> ACTIONS TO TAKE
1. According to the pull request on PLINK2 input support, which format takes priority when both PLINK1 and PLINK2 files are present?
2. List every design goal that the pull request on PLINK2 input support gives for its implementation.
3. Continue the pull request on PLINK2 input support from its last line.
-------- EXCERPT
Add support for PLINK2 pgen/pvar/psam input across pipeline by ariannalandini · Pull Request #118 · Biostatistics-Unit-HT/Flanders

ariannalandini · 2026-03-25T15:29:53Z

This PR addresses issue #104 by extending the pipeline to support PLINK2 format datasets (.pgen/.pvar/.psam) in addition to the existing PLINK1 (.bed/.bim/.fam) format. Employing dosages (when possible) should improve fine-mapping and allow the use of SAFE-LD-generated files.

The implementation is designed to:

Accept both formats at input level, giving priority to the PLINK2 format if both are present
Automatically detect dataset type
Preserve the original input format throughout processing
Maintain backward compatibility with existing workflows

Key changes

1. Input validation (validate_columns.py)

Updated validation logic to accept either:
- PLINK1: .bed/.bim/.fam
- PLINK2: .pgen/.pvar/.psam
Validation now passes if at least one complete dataset exists
Priority is implicitly given to PLINK2 when both formats are present

2. Dataset detection in main.nf

After INPUT_COLUMNS_VALIDATION, PLINK files are now assigned a file_type (plink1 or plink2), which is passed downstream together with the PLINK files for:

PROCESS_BFILE
MUNG_AND_LOCUS_BREAKER
SUSIE_FINEMAPPING

Downstream channel structure has been updated accordingly.

- Add get_plink2_input_flag() helper to auto-detect format and return correct plink2 flag - Update run_dentist() to use auto-detected format - Update prep_susie_ld() to use auto-detected format (already done) - Update dataset.align() in s02_sumstat_munging_and_aligning.R to support both formats - Update s01_alpha_sort_alleles_snpid.R to: - Detect input format (pgen vs bed) - Read variant info from .pvar (pgen) or .bim (bed) - Write standard_snpid files for both formats - Use correct plink2 flags for extraction - Update --bfile help strings to mention pgen/psam/pvar support - Update main.nf to auto-detect and collect pgen/psam/pvar files alongside bed/bim/fam

…ws error only if bfiles with neither extesion stes are present

…ut - added variable file_type = plink2|plink1

…(pgen/pvar/psam) or plink1 (bed/bim/fam) format

…nk2)
----------------
-------- PROVIDED INFORMATION
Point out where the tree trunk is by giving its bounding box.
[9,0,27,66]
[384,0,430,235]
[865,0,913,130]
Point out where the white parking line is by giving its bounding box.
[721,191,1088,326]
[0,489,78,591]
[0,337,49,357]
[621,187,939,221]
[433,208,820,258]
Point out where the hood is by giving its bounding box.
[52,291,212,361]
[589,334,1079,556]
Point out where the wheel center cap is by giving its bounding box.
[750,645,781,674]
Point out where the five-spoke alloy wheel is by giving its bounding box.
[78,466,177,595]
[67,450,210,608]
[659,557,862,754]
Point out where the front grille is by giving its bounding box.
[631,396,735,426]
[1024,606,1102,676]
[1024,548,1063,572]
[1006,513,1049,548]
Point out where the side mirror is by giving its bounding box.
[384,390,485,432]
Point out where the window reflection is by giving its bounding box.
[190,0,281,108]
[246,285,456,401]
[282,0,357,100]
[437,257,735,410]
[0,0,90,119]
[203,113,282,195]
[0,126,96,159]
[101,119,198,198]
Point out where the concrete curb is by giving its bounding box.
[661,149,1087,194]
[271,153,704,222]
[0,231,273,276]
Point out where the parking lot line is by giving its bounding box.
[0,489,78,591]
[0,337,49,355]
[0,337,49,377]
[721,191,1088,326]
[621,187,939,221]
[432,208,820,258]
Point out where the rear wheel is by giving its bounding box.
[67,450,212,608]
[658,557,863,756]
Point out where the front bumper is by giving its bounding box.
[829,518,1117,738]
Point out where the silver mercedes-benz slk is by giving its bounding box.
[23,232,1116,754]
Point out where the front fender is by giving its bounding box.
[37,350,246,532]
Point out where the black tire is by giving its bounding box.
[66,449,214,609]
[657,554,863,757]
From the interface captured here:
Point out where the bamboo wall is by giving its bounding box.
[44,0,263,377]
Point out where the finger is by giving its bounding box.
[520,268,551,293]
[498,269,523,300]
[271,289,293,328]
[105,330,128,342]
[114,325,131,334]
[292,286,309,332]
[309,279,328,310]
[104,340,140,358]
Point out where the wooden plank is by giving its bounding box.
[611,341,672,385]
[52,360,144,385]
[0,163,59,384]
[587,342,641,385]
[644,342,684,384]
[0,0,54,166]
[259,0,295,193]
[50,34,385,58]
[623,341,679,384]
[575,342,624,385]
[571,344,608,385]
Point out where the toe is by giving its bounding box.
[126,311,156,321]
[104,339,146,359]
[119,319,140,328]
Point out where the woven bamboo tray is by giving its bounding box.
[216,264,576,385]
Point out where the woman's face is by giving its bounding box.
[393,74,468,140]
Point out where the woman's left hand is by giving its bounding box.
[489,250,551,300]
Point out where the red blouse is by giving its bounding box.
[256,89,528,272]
----------------
> SOLVED TASKS
1. The PLINK2 format (.pgen/.pvar/.psam) takes priority.

2.
- Accept both formats at input level, giving priority to the PLINK2 format if both are present
- Automatically detect dataset type
- Preserve the original input format throughout processing
- Maintain backward compatibility with existing workflows

3.
edg1983 · 2026-03-25T16:13:47Z

For the sake of long-term maintainability, we can consider refactoring some internal logic to move plink commands out of the R scripts. In this way, we can structure a unified upstream processing that makes the input data (whatever it is) in the format we need for downstream computations, and we don't have to percolate input file format logic in all the scripts.
Anyway, the modifications look good so far... I'll finish reviewing tomorrow.

edg1983

I've added a few minor comments. The only really relevant one is this one
https://github.com/Biostatistics-Unit-HT/Flanders/pull/118/changes#r3009833686

edg1983 · 2026-03-30T13:25:16Z

bin/s01_alpha_sort_alleles_snpid.R

 option_list <- list(
-    make_option("--bfile", default=NULL, help="Path and prefix name of custom LD bfiles (PLINK format .bed .bim .fam)"),
+    make_option("--bfile", default=NULL, help="Path and prefix name of custom LD genotype files (PLINK bed/bim/fam or pgen/psam/pvar)"),
+    make_option("--file-type", default = NULL, help = "Input file type: plink1 or plink2"),


It seems this is not used anywhere downstream. The file type is determined directly from the file path checking the existence of the .pgen file.
https://github.com/Biostatistics-Unit-HT/Flanders/pull/118/changes#diff-3aefe62b0b66beca7581a2aa9f8962deabc09814f5127c72ce787c9086561801R70

If this is the case, I would opt for the automatic logic, since in my understanding, we want to prioritize pgen over bed when both are present, and this is easier to manage looking at the file path itself.

You're right.

In the main.nf I check for existence of both plink formats (L58):

def has_plink1 = plink1_files.every { it.exists() } def has_plink2 = plink2_files.every { it.exists() }

and then if both exist, I give priority to the plink 2 format (L68):

def file_type = has_plink2 ? "plink2" : "plink1" def bfile_dataset = has_plink2 ? plink2_files : plink1_files

So priority of plink2 format over plink1 is taken care in the Nextflow part. Do we still want a second layer of prioritizing the plink2 format also in this Rscript? While instead other Rscripts (bin/funs_locus_breaker_cojo_finemap_all_at_once.R and bin/s02_sumstat_munging_and_aligning.R) just use the bfile_type argument?

OK, I see.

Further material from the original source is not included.